----- The records -----
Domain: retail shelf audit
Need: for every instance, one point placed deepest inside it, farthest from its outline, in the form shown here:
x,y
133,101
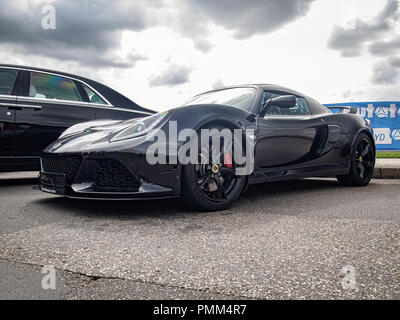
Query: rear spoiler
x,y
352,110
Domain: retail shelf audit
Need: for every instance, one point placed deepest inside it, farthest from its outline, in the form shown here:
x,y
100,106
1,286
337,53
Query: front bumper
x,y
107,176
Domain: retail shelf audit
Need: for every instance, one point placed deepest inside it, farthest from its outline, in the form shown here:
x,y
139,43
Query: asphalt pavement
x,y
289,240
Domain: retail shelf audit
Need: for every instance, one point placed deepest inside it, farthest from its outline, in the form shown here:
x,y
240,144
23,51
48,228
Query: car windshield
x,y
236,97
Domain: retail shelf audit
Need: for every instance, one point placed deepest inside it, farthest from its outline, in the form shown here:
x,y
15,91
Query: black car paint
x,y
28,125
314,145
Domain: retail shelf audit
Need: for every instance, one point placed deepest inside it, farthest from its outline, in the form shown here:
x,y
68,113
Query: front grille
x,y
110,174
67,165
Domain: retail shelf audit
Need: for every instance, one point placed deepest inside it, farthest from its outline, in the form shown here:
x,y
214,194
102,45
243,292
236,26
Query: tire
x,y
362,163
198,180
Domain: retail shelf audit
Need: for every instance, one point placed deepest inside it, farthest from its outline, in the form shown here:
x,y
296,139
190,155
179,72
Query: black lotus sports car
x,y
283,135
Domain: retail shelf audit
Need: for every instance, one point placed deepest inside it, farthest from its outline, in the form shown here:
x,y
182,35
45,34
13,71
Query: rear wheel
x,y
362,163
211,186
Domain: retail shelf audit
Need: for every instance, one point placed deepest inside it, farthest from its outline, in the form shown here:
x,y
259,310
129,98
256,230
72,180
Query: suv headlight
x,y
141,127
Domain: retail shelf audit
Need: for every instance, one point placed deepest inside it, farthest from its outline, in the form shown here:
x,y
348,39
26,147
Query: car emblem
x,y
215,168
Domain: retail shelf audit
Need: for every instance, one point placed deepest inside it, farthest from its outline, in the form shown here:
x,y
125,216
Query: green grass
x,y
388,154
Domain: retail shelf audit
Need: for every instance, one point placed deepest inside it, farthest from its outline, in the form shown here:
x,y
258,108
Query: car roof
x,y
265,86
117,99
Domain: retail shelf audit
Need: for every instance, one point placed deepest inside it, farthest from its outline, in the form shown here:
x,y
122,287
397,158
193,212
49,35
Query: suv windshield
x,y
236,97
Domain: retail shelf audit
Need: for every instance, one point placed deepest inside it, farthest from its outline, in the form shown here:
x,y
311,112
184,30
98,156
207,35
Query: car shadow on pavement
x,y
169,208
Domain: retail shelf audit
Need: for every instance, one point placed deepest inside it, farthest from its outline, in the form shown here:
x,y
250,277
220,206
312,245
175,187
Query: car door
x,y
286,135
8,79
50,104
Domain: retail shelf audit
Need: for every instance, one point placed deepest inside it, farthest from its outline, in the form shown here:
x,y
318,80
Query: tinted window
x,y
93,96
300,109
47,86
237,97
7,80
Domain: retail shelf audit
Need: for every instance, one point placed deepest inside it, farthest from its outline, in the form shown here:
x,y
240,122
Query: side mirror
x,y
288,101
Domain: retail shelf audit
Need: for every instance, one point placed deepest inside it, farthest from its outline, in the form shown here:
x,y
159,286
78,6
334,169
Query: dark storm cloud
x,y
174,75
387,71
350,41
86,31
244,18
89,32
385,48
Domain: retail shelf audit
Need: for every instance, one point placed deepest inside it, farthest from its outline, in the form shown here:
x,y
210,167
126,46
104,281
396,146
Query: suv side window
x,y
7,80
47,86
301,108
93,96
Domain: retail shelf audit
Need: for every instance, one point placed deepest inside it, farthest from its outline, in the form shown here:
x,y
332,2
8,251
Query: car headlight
-----
Task item: A word-for-word retyping of the material above is expected, without pictures.

Answer below:
Domain: retail shelf audit
Need: for every instance, one point placed deepest inside it, farthest from its outline, in the form shown here:
x,y
133,101
Query: rear spoiler
x,y
352,110
Domain: retail shelf audit
Need: for every instance, one point placed deepest inside it, farthest from its outline, in the form shown here:
x,y
100,106
1,286
337,53
Query: front bumper
x,y
107,176
Domain: retail shelf audit
Need: for every instance, one point placed deepest inside it, farthest from its outline, in the form shown here:
x,y
139,43
Query: asphalt pavement
x,y
289,240
Domain: retail shelf audit
Need: for every instance, one point placed deepest inside it, farthest from its outline, in the form shown here:
x,y
240,144
23,51
48,228
Query: car windshield
x,y
236,97
Domain: retail shelf audit
Need: for every instance, one point placed deepest inside it, farthest from its outline, in the form shown here:
x,y
15,91
Query: black car paint
x,y
28,125
314,145
Domain: retail shelf audit
Need: for every instance, one point placed deepest inside it, farthest from its outline, in the form shown here:
x,y
68,113
Query: front grille
x,y
110,174
67,165
Domain: retail shelf audit
Need: for every instance, one point placed deepest inside it, farthest from its outline, in the form shown here:
x,y
214,194
102,45
243,292
236,26
Query: tire
x,y
362,163
198,180
Domain: retail shelf audit
Need: for every instance, one point placed deepest inside it, farthest from its outline, in the form shown here:
x,y
296,139
190,155
179,72
Query: black lotus sports car
x,y
283,135
Domain: retail shelf audit
Need: for every instance, one point placed deepest inside it, farthest from its outline, in the form shown here:
x,y
182,35
45,34
13,71
Query: rear wheel
x,y
362,163
211,186
Domain: retail shelf audit
Need: for every instance, one point placed deepest inside it, farthest from its outline, in the form shown here:
x,y
259,310
129,98
256,230
72,180
Query: suv headlight
x,y
141,127
Domain: retail shelf audit
Need: for every instance, one point placed deepest inside it, farthest from its outline, in the form shown here:
x,y
348,39
26,147
Query: car emblem
x,y
215,168
Domain: retail shelf audit
Need: for every instance, one point placed deepest inside it, farthest from its outline, in the form shown here:
x,y
125,216
Query: green grass
x,y
388,154
Domain: retail shelf audit
Need: for every instance, one point placed deepest inside it, farthest from its outline, in the form shown here:
x,y
258,108
Query: car roof
x,y
265,86
117,99
Domain: retail shelf audit
Need: for every instance, one point placed deepest inside it, farthest from its outline, in the form shown here:
x,y
122,287
397,158
193,212
49,35
Query: suv windshield
x,y
236,97
Domain: retail shelf audit
Need: for every instance, one point placed deepest inside it, farthest from its outline, in the form shown here:
x,y
311,112
184,30
98,156
207,35
Query: car shadow on pavement
x,y
169,208
Domain: retail shelf audit
Need: for every instance, one point placed deepest inside it, farthest from its outline, in the form shown here:
x,y
250,277
220,206
312,245
175,187
Query: car door
x,y
286,135
8,79
50,104
Domain: retail shelf audit
Need: for every instance, one point placed deepest inside it, farthest from its outline, in the form shown here:
x,y
318,80
Query: tinted window
x,y
93,96
300,109
47,86
237,97
7,80
Domain: retail shelf audit
Need: for every instance, one point placed deepest inside it, farthest from its outline, in the form shown here:
x,y
240,122
Query: side mirror
x,y
288,101
Domain: retail shelf audit
Need: for every instance, one point placed deepest inside it, farthest from its outline, in the form shown here:
x,y
159,286
78,6
334,169
Query: dark storm cloud
x,y
174,75
387,71
350,41
86,31
244,18
89,32
385,48
Domain: retail shelf audit
Need: for every instance, one point placed deepest inside it, farthest from its outline, in the form shown here:
x,y
210,167
126,46
104,281
396,146
Query: suv side window
x,y
7,80
47,86
301,108
93,96
Domain: retail shelf audit
Need: for every instance, one point placed deepest inside it, farthest from its outline, in the form shown here:
x,y
332,2
8,251
Query: car headlight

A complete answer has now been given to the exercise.